*Trecho para análise:*
* * * * *

No relatório o BC define como superendividamento “o resultado de um processo no qual indivíduos e famílias se encontram em dificuldade de pagar suas dívidas a ponto de afetar de maneira relevante e duradoura seu padrão de vida”. Segundo o BC, os endividados de risco podem estar simultaneamente superendividados. “Há possivelmente uma propensão a que os tomadores aqui identificados como endividados de risco se encontrem, simultaneamente, em situação de superendividamento ou que, eventualmente, possam chegar a esse estágio se ações preventivas e de correção não forem tomadas”, diz o relatório.

Comprometimento de renda

A juíza Caroline Santos Lima, coordenadora do Centro Judiciário de Solução de Conflitos e de Cidadania das Execuções Fiscais do Tribunal de Justiça do Distrito Federal e Territórios (TJDFT), destacou que cidadãos com renda alta são os que mais acionam a Justiça, mas o superendividamento atinge a todas as classes sociais. “Nestes últimos 5 anos de tratamento e prevenção, observamos pessoas com renda elevada com nível de comprometimento de renda absurdo e com baixíssima qualidade de vida”, disse. Segundo ela, o acesso à informação e a advogados contribuem para que pessoas com alta renda procurem mais a Justiça. Entretanto, ela disse que é preocupante a situação de pessoas de todas as classes de renda, principalmente os idosos.

Ciclo vicioso

A defensora pública Patrícia Cardoso Maciel Tavares, coordenadora do Núcleo de Defesa do Consumidor da Defensoria Pública do Rio de Janeiro, disse que o superendividamento geralmente começa com dívidas no cartão de crédito, cheque especial e crédito direto ao consumidor com débito em conta. “Como são linhas de crédito mais caras, o cliente acaba sendo aconselhado a trocar por dívida mais barata e aí troca por consignado”, disse. Ela acrescentou que como as parcelas do crédito consignado são pagos com o desconto no salário, o consumidor com a renda reduzida acaba voltando a recorrer a outro tipo de crédito para conseguir manter as contas em dia. “Como são formas automáticas de pagamento, não consegue parar de pagar para poder se reorganizar, com aconselhamento”, destacou Patrícia Tavares.

* * * * *

*Registros extraídos:*
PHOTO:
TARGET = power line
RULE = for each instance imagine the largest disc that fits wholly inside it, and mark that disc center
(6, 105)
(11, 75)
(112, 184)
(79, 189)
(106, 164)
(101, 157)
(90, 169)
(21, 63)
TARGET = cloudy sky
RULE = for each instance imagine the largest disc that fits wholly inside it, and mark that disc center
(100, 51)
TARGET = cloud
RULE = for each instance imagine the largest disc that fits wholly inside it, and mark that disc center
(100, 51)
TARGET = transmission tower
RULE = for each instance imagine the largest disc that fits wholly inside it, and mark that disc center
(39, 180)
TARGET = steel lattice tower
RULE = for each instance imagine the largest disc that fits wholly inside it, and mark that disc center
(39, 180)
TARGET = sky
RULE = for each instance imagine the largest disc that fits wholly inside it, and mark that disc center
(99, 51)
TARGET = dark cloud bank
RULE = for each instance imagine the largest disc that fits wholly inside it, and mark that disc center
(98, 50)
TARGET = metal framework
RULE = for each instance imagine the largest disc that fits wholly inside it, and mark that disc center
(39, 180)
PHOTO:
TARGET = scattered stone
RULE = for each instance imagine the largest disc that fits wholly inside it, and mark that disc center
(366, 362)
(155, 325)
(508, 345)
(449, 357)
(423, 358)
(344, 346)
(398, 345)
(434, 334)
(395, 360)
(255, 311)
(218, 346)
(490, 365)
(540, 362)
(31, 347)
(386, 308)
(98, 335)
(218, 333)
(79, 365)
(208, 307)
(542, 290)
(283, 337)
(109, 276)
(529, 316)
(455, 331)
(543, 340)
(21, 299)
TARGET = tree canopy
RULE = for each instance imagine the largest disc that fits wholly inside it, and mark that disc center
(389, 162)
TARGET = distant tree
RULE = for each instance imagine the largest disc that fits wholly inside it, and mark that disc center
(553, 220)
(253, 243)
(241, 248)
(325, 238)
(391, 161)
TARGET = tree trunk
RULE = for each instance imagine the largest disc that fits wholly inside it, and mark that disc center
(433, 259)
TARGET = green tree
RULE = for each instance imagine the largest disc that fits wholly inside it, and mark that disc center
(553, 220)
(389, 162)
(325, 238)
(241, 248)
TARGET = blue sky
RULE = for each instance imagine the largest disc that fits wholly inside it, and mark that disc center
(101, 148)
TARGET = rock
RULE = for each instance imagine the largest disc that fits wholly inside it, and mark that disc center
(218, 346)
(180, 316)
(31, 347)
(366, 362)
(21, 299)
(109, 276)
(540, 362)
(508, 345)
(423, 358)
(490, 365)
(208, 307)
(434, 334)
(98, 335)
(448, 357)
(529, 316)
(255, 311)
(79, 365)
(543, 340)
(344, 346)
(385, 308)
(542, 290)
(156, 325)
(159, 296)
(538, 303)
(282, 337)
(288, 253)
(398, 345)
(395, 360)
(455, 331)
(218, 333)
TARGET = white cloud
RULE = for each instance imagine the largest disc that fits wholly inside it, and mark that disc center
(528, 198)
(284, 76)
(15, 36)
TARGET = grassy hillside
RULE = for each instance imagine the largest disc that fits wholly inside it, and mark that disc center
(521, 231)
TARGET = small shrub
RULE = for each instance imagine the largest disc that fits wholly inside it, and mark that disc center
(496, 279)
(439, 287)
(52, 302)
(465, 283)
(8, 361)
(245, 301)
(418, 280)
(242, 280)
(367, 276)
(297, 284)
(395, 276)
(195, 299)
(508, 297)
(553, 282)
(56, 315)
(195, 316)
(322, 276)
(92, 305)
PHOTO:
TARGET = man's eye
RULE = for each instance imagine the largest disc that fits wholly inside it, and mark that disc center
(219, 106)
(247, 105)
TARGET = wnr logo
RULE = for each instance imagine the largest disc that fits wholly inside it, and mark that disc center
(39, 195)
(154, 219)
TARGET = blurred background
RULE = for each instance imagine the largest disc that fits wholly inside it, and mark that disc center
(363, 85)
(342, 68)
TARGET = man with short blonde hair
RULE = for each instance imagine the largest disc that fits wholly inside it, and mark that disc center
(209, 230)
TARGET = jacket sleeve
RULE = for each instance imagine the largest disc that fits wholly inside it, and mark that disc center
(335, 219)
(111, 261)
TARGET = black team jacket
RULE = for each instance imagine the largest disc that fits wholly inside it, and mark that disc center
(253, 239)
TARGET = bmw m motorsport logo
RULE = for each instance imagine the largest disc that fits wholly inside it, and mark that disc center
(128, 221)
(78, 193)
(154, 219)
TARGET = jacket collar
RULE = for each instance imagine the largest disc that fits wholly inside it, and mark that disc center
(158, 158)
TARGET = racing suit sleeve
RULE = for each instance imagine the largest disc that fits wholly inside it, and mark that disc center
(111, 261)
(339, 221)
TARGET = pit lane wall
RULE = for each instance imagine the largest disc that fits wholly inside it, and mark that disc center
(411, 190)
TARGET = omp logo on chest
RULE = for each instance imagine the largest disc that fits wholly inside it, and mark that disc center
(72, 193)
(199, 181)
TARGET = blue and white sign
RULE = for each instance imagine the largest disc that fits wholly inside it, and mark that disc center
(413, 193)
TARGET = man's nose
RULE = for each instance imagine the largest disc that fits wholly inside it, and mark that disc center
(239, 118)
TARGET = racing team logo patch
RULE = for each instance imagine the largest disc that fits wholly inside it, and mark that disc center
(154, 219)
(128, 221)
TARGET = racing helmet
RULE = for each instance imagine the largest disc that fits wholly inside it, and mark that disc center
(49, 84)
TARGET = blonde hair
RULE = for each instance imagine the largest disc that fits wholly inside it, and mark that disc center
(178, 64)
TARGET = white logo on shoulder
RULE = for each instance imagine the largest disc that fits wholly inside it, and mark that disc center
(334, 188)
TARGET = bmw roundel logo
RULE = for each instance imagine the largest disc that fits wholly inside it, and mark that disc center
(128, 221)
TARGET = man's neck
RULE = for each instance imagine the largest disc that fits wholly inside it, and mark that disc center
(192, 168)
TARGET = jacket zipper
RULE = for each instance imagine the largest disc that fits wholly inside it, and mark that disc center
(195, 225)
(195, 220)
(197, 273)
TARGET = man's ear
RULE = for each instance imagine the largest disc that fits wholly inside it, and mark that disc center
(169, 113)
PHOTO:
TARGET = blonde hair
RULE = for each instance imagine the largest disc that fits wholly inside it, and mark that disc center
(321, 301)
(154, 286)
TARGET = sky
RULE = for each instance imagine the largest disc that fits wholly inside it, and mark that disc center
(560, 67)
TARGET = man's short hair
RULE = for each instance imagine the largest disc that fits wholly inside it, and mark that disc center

* * * * *

*Tarefa:* No texto sobre superendividamento, reescreva em forma de lista o parágrafo que começa com "A defensora pública Patrícia Cardoso Maciel Tavares". Mantenha os fatos principais.

*Resposta:*
- Patrícia Cardoso Maciel Tavares é defensora pública e coordena o Núcleo de Defesa do Consumidor da Defensoria Pública do Rio de Janeiro.
- Segundo ela, o superendividamento geralmente começa com dívidas no cartão de crédito, no cheque especial e no crédito direto ao consumidor com débito em conta.
- Essas linhas de crédito são mais caras, por isso o cliente é aconselhado a trocá-las por uma dívida mais barata, o consignado.
- As parcelas do consignado são descontadas do salário. Com a renda reduzida, o consumidor volta a recorrer a outro tipo de crédito para manter as contas em dia.
- Como os pagamentos são automáticos, ele não consegue parar de pagar para se reorganizar com aconselhamento.